* **Your objective**: Copy each line of the records that contains the string "pole". Case counts.
========================================================================
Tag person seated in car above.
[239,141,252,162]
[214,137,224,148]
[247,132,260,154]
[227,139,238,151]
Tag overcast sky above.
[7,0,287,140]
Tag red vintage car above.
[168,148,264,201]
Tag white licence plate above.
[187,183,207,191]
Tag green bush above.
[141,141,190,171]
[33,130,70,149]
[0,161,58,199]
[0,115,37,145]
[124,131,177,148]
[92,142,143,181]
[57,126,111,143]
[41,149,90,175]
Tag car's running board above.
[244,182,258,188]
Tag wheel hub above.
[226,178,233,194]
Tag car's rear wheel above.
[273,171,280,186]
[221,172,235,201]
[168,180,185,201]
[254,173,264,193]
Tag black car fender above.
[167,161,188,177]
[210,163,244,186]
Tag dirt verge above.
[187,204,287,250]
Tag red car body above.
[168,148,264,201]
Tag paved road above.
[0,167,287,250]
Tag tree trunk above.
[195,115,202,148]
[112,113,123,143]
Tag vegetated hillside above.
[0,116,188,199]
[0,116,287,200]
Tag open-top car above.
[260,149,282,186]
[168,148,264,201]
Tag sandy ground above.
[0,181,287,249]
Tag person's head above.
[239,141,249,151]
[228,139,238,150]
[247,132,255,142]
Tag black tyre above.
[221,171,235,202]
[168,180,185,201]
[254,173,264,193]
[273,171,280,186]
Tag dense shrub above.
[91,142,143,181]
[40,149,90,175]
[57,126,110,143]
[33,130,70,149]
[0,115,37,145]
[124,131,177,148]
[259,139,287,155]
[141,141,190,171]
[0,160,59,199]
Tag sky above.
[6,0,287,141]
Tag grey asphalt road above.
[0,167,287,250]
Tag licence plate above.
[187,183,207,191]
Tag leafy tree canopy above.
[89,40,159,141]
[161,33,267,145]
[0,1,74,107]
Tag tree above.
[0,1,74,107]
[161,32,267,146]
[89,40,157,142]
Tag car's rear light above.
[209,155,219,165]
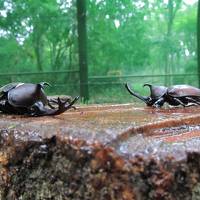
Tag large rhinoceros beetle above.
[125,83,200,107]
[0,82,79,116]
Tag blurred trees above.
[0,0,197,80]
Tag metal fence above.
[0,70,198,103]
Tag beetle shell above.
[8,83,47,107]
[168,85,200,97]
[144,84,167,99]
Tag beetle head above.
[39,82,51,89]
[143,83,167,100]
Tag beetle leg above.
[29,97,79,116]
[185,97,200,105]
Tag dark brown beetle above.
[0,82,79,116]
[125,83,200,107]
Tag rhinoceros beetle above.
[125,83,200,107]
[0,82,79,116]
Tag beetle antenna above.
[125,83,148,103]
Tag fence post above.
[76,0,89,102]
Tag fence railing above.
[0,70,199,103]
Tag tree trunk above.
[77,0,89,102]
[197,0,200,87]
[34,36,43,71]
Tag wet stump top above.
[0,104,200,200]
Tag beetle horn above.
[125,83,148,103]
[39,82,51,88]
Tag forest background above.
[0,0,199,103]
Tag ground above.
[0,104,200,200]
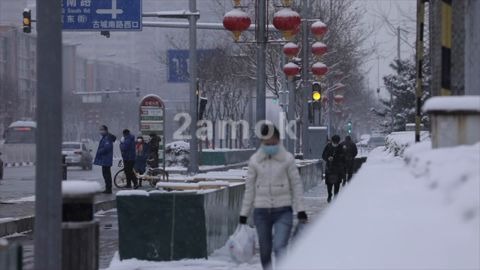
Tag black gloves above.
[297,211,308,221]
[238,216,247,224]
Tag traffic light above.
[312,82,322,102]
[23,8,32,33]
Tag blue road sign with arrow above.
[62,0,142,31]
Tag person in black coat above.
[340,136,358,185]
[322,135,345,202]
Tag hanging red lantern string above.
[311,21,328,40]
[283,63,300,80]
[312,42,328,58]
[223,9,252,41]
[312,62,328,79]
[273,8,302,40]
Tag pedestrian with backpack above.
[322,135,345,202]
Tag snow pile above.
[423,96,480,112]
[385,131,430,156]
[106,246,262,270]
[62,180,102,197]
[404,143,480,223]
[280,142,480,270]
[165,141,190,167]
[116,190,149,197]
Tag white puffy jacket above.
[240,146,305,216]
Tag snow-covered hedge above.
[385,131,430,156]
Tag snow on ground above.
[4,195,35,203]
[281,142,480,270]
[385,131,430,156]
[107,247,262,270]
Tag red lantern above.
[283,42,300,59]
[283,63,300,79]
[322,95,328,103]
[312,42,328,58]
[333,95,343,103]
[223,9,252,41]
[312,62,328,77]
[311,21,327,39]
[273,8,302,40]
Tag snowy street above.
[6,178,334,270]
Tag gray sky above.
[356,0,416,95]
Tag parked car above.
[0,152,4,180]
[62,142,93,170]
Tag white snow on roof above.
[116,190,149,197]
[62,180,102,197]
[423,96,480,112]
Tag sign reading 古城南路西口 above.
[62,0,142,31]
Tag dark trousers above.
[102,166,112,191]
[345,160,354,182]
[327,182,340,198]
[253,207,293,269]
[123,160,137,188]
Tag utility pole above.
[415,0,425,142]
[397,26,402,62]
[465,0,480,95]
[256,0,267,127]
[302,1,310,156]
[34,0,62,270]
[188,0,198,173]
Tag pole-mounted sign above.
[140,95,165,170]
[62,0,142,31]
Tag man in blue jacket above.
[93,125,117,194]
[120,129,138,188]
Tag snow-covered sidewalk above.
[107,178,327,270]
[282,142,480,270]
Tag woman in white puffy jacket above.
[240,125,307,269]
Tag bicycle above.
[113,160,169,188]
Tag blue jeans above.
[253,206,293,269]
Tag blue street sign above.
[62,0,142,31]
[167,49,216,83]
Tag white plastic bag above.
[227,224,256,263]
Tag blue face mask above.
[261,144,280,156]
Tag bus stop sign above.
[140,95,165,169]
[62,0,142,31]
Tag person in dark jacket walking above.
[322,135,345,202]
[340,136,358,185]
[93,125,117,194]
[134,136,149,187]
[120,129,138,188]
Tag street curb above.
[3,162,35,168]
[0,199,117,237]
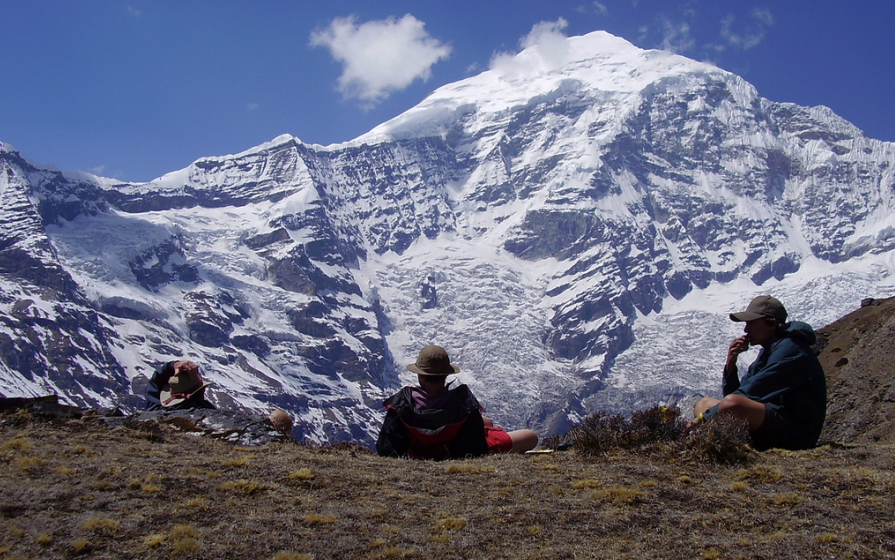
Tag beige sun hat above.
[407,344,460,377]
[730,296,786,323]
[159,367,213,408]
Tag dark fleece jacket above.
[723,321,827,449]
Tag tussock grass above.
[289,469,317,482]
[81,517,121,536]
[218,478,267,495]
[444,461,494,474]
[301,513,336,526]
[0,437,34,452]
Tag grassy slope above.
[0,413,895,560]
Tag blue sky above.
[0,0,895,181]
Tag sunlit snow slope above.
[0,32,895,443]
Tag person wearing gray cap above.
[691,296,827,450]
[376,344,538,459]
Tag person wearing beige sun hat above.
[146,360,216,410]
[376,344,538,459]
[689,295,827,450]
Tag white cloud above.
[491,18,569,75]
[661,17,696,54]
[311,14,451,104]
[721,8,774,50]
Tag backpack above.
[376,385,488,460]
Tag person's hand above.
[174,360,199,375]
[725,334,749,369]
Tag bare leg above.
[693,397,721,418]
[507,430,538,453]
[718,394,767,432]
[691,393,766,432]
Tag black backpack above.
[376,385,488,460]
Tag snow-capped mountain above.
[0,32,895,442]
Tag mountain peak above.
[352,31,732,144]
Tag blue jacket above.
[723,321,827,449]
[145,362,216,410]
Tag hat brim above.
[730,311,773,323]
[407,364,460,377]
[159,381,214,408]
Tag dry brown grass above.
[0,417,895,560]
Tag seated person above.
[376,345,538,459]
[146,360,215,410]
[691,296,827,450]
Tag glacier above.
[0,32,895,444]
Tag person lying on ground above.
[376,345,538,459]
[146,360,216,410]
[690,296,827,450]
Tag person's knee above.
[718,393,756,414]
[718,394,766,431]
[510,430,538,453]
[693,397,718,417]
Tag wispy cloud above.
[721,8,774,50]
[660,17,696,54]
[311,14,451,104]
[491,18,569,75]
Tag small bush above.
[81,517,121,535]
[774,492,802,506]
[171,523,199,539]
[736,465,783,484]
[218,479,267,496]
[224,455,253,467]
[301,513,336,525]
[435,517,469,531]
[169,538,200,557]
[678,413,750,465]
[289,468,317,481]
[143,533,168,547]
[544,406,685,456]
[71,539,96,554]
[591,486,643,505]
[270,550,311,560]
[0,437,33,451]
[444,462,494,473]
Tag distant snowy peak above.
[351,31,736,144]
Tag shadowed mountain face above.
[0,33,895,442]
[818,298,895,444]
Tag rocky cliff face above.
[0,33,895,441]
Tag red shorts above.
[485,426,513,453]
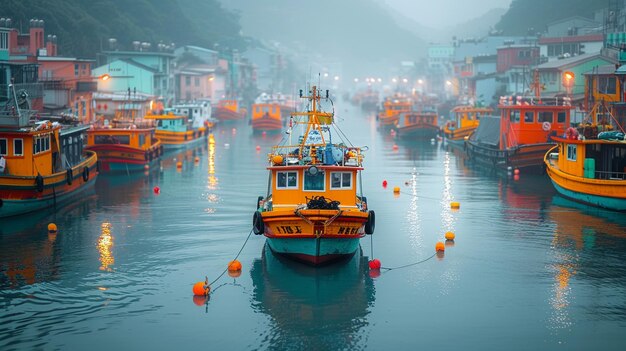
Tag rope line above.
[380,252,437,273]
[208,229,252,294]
========================================================================
* **Task output**:
Tag utility pole above.
Tag pole-mounted sign above.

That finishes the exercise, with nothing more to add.